BEGIN

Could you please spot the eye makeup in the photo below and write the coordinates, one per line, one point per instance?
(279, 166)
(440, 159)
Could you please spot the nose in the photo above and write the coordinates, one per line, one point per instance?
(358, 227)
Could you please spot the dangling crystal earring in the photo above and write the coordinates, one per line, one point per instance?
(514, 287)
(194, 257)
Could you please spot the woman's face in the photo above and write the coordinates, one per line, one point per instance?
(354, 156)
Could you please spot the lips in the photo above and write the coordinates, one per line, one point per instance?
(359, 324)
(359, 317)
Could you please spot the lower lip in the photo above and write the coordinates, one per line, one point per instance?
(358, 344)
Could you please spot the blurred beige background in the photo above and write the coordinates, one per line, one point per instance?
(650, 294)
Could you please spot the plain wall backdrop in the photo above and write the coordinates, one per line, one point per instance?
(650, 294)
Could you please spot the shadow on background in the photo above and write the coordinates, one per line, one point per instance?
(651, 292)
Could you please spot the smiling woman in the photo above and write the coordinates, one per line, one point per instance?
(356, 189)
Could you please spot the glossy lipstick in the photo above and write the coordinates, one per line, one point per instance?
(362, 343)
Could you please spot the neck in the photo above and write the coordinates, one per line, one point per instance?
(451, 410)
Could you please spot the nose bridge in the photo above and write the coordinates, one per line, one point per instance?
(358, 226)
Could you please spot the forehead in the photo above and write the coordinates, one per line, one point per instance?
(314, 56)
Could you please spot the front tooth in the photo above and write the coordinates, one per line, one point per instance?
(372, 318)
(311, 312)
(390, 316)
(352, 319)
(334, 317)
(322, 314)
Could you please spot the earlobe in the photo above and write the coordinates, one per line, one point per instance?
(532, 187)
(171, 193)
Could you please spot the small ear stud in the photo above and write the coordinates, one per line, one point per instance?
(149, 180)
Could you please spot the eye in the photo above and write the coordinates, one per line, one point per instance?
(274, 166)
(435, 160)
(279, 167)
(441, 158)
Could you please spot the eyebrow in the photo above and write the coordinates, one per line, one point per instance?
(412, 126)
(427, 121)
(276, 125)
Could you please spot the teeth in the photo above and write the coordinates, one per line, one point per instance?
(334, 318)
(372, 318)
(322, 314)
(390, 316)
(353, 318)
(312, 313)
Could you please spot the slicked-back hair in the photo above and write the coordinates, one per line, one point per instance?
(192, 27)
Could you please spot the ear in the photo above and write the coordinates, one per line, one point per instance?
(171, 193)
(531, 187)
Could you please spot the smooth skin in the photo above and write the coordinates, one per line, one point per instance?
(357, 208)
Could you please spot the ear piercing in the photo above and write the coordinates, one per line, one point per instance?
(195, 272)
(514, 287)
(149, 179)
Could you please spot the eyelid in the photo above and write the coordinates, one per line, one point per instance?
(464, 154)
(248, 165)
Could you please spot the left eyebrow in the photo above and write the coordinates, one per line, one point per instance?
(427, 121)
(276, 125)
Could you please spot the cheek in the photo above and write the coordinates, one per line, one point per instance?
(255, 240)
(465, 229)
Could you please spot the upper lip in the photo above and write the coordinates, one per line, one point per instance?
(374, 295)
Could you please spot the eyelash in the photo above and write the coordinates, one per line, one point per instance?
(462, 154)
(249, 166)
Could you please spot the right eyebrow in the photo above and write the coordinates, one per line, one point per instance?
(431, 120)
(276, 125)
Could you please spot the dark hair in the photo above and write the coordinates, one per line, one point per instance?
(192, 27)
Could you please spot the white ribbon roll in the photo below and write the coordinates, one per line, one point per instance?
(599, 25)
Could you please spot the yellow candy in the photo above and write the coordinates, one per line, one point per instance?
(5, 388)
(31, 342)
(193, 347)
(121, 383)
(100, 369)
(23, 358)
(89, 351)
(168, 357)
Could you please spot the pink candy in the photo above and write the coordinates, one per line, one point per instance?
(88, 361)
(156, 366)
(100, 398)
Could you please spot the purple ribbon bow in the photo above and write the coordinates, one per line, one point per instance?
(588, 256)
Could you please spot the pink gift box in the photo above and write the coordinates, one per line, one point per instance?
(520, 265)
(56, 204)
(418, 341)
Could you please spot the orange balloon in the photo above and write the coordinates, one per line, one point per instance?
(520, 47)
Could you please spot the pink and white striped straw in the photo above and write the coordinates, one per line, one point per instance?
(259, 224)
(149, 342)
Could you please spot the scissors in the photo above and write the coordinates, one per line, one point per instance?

END

§ **Instructions for the task**:
Write out the entries in full, exactly as given.

§ **Solution for this task**:
Could you please spot the eye makeup in the photo below and write the coordinates, one per line, one point per instance?
(279, 166)
(440, 159)
Could you please spot the nose in the photo above and write the coordinates, one per line, one point per instance?
(358, 227)
Could you please spot the dangling crystal earring in the photo above and write the coordinates, one per line, one point per instance?
(514, 287)
(194, 257)
Could you please spot the woman's face in the photo above and write the coordinates, one per line, one point per instance?
(354, 156)
Could you please spot the lips in the photo above and write the coordinates, one per line, one point per instance?
(359, 324)
(359, 317)
Could you please spot the lower lip in the photo above and write the coordinates, one per line, one point per instance?
(358, 344)
Could you please spot the blurred beige background in the photo above and write the coordinates, one per line, one point per instance?
(650, 294)
Could you please spot the plain wall backdrop in the photo above and write the coordinates, one per line, one point per instance?
(650, 294)
Could you please spot the shadow on background in the photo above and write the coordinates, one per line, one point per instance?
(651, 292)
Could you please spot the smiling woman in the photo above and write the coordinates, one per line, one point per instance?
(356, 189)
Could you please spot the glossy lipstick in the photo above and write the coordinates, one per line, one point per instance?
(362, 343)
Could you please spot the neck in the photo above and write the coordinates, one per line, one point per instance?
(451, 410)
Could you please spot the nose bridge in the photo above and write the coordinates, one per line, one point per instance?
(358, 226)
Could you please spot the forehead in the photo above and write the coordinates, one per line, one point per instance?
(314, 56)
Could you please spot the front tooth in the photo above and write the coordinates, one per line, one point per instance?
(372, 318)
(311, 312)
(390, 316)
(352, 319)
(334, 317)
(322, 314)
Could you please spot the earlobe in the photo above and write the coordinates, one per line, one point per instance?
(532, 187)
(171, 193)
Could you please spot the small ear stud in the photo above and write the coordinates, one per line, one point per instance?
(149, 180)
Could you please spot the eye in the photo above and write the coordinates, one per line, one point per instance?
(274, 166)
(435, 160)
(279, 167)
(441, 158)
Could you please spot the eyebrow in the photo above and write the coordinates, one per line, one point per instance?
(412, 126)
(427, 121)
(276, 125)
Could you please spot the teeth in the photo above and write the coordinates, one per line, one point per instance?
(334, 318)
(372, 318)
(322, 314)
(390, 316)
(353, 318)
(312, 313)
Could you please spot the slicked-back hair in the photo above and write the coordinates, one per line, one point per instance?
(192, 27)
Could you please spot the ear in the photo above and write the coordinates, one per line, one point per instance?
(171, 193)
(531, 187)
Could you please spot the smooth skin in the photo above and write the coordinates, one per line, one point per instance?
(357, 208)
Could you please spot the ear piercing in the photo above and write the coordinates, one per line, one point per instance?
(195, 272)
(514, 287)
(149, 179)
Could you please spot the eyelid in the photo above and write the coordinates, one per line, one point per instance?
(464, 154)
(248, 165)
Could you please spot the left eyebrow in the photo above and write the coordinates, one per line, one point per instance?
(427, 121)
(276, 125)
Could you please spot the cheek in the photo above and write the coordinates, one per line, one point per instance?
(255, 240)
(465, 229)
Could you please spot the upper lip in the photo above and write the coordinates, one per line, one point per instance?
(374, 295)
Could you please spot the eyelash in the photo above and write the coordinates, one per line, one point per instance?
(462, 154)
(249, 166)
Could you please spot the right eyebrow in the photo above and write the coordinates, one per line, one point per instance?
(431, 120)
(276, 125)
Could you please spot the dark hair in the photo above and write the coordinates, one per line, one point per instance?
(192, 27)
Could you please spot the white ribbon roll in the photo below and write the coordinates, one per line, one point per instance?
(599, 25)
Could you please spot the yellow candy in the photo above and write the coordinates, one per line, one point per instance?
(5, 388)
(31, 342)
(193, 347)
(121, 383)
(100, 369)
(23, 358)
(89, 351)
(168, 357)
Could you please spot the pink candy in the photo above and write the coordinates, one per line, one point per instance?
(88, 361)
(156, 366)
(100, 398)
Could you please spot the purple ribbon bow in the photo above and write the coordinates, one per line, one point per instance?
(588, 256)
Could you please spot the pink gift box in the photo above and write the coordinates, one per line, one point per instance?
(520, 265)
(56, 204)
(418, 341)
Could you please spot the orange balloon in the photo above and write the coordinates, one per line, one point per instance?
(520, 47)
Could you please spot the pink and white striped straw in the photo above and write the coordinates, one per line, one point per instance?
(259, 224)
(149, 342)
Could you please spot the scissors in the photo above and write the coordinates, one per line, one point per instance?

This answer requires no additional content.